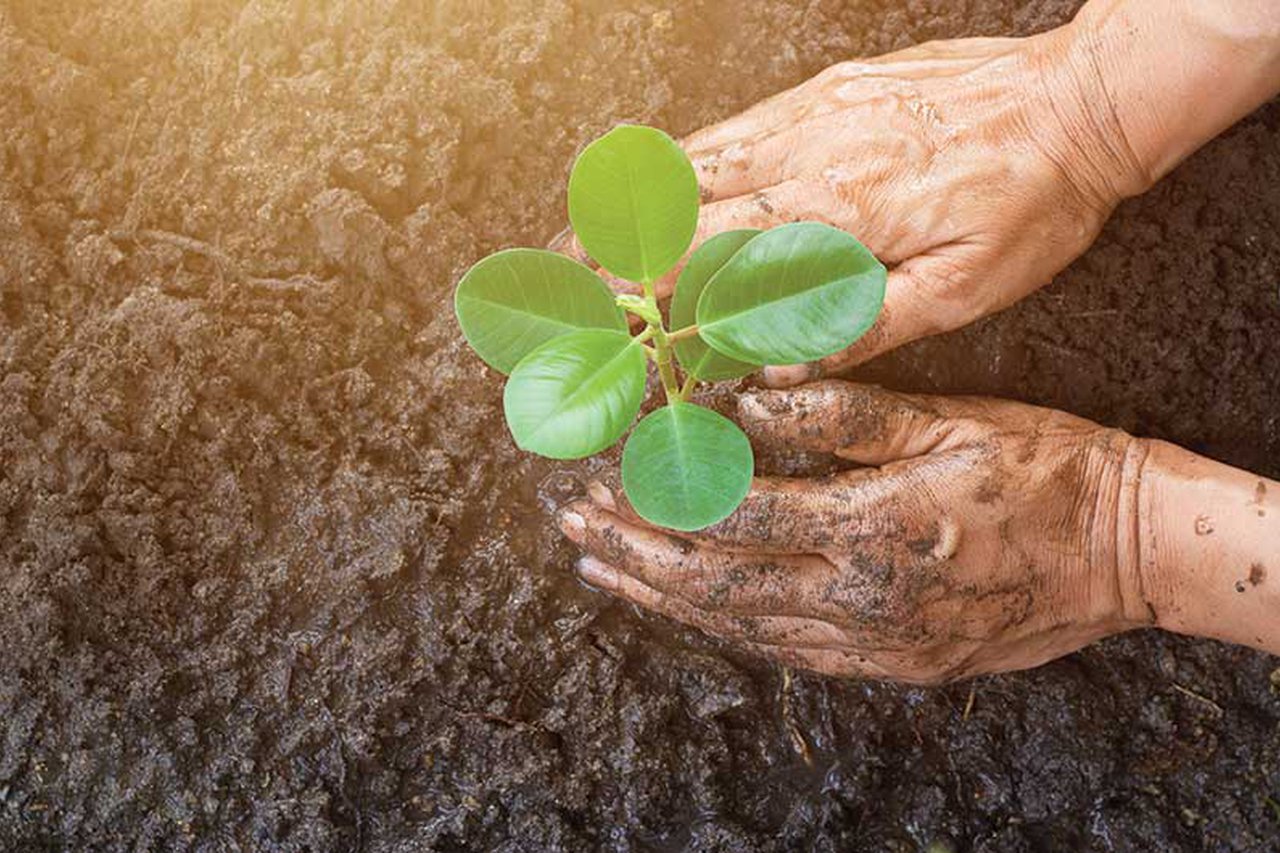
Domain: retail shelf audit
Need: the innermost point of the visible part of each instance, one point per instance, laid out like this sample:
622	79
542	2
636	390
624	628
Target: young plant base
745	299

....

### WHAT YOU ARE ASKED TO DO:
Each entry shown above must be quoted exactly, with its pictures left out.

### TASK OUTPUT:
Domain: retail shelf audit
Need: the innermost point of the visible part of each instance, one point per instance, laid out like this sample:
622	79
542	2
636	390
624	628
Target: young plant base
745	299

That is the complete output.